**** СТРАНИЦА

Ильдар Галеев «Светлый день»

Искусство Евы Павловны Левиной-Розенгольц - интереснейший феномен в истории русской культуры XX века. Оно, не укладываясь в схематичный лаконизм определений, не следуя традиционным теоретическим представлениям, не без оснований претендует на право называться оригинальной художественной концепцией. В нем много напластований, подтекстов и воплощений - все есть суть творческого мышления, мощно отразившего дух, трагедию и триумф эпохи.

В последние годы ее творчество рассматривалось как значительное достижение художника-женщины, подразумевая тендерный аспект проблемы (что неудивительно в эпоху феминистских революций). Однако, изучая ее произведения, постепенно переносясь в это странное вместилище чудовищно прекрасного мира, все чаще задумываешься: только ли женского рода это искусство (об этом - одноименная групповая выставка с ее участием в Третьяковской галерее в 2002 году, а также ее персональная экспозиция в Вашингтоне, в National Museum of Women in the Arts в 1999 году). Когда-то Врубель также не мог определить ни для публики, ни для себя лично: Демон - кто он? Мужчина или женщина? Или Универсум, который становится символом средоточия, синтезированным сгустком освобожденного от условностей сознания.

Любой, кому довелось воочию увидеть живопись Левиной-Розенгольц (которой она занималась лишь в свой догулаговский период), не может не испытать ни с чем не сравнимое чувство пленительного восторга. Плоть ее немногочисленных холстов завораживающе прекрасна. Трудно не согласиться со страстным высказыванием Ольги Ройтенберг (см. с. 247) - это и вправду роскошь, редкое богатство цветовых оттенков плотно положенной кладки ее буквально руками сотворенной материи. Это надо рассматривать вблизи, чтобы почувствовать прикосновение и животворящую лепку мастера. Это руки не столько Евы, сколько Адама, в этом далеко не дамском ремесле проглядывает смелость и величие творца и миростроителя.

Ева Павловна была не просто ученицей Фалька -в его мастерской она была одной из немногих, кто достоин масштаба его личности.1 Известно, как Роберт Рафаилович разочарованно реагировал на то, чем приходилось ей «кормиться» в 1930-е годы. Мэтр не мог найти оправдания ее вынужденной работе в копийном цеху для заработка. Но не предполагал, когда уже после возвращения Левиной-Розенгольц из ГУЛАГа он увидел ее работы, что ее художественное мышление достигнет уровня высочайшего накала.

********
**** ЗАПИСАННЫЕ ДАННЫЕ

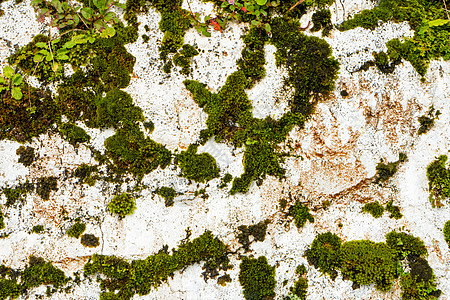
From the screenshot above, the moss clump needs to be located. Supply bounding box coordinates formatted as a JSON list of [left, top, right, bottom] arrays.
[[66, 222, 86, 239], [58, 123, 91, 146], [386, 200, 403, 220], [340, 240, 399, 291], [341, 0, 450, 76], [80, 233, 100, 248], [239, 256, 276, 300], [2, 187, 25, 207], [442, 220, 450, 248], [375, 153, 407, 183], [417, 106, 441, 135], [236, 27, 269, 88], [305, 232, 342, 280], [108, 193, 136, 219], [427, 155, 450, 207], [74, 164, 100, 186], [105, 126, 172, 176], [154, 186, 178, 207], [362, 201, 384, 218], [237, 219, 270, 251], [311, 9, 333, 36], [219, 173, 233, 189], [84, 231, 228, 300], [31, 225, 44, 234], [97, 89, 144, 128], [0, 207, 5, 229], [271, 18, 339, 117], [177, 145, 220, 182], [289, 202, 314, 228], [36, 176, 58, 200], [386, 231, 428, 260], [21, 256, 69, 290], [16, 146, 36, 167]]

********

◆ ЦЕЛЬ ЗАДАНИЯ
Пожалуйста, продолжите очерк об искусстве Евы Левиной-Розенгольц, начиная сразу после его последнего предложения.

◆ ОТВЕТ НА ЗАДАНИЕ
Если бы творческий потенциал Левиной-Розенгольц был ограничен только дюжиной сохранившихся живописных холстов довоенного периода - и тогда можно было бы говорить о незаурядном явлении в истории живописи. Но после всем памятного 1956 года. Ева Павловна стала совсем другой, удивительной и ни на кого не похожей. Своими графическими циклами она по праву встает в один ряд с выдающимися мастерами века.

Ева Павловна была, по сути, агностиком, и, как каждый агностик, она не могла не интересоваться религиозными вопросами. В этом она не была одинока: Альберт Эйнштейн и Франц Кафка, этот список может быть продолжен - каждый по-своему определял для себя проблему дуализма собственного мировоззрения. В романе «Процесс» герой Кафки один противостоит целому миру бесформенной массы, состоящей из недоброжелателей и палачей. Искания Йозефа К. и его борения носят абсурдный характер, он вовлечен в какой-то немыслимый водоворот страстей без всяких признаков логического завершения этого бесконечного действа.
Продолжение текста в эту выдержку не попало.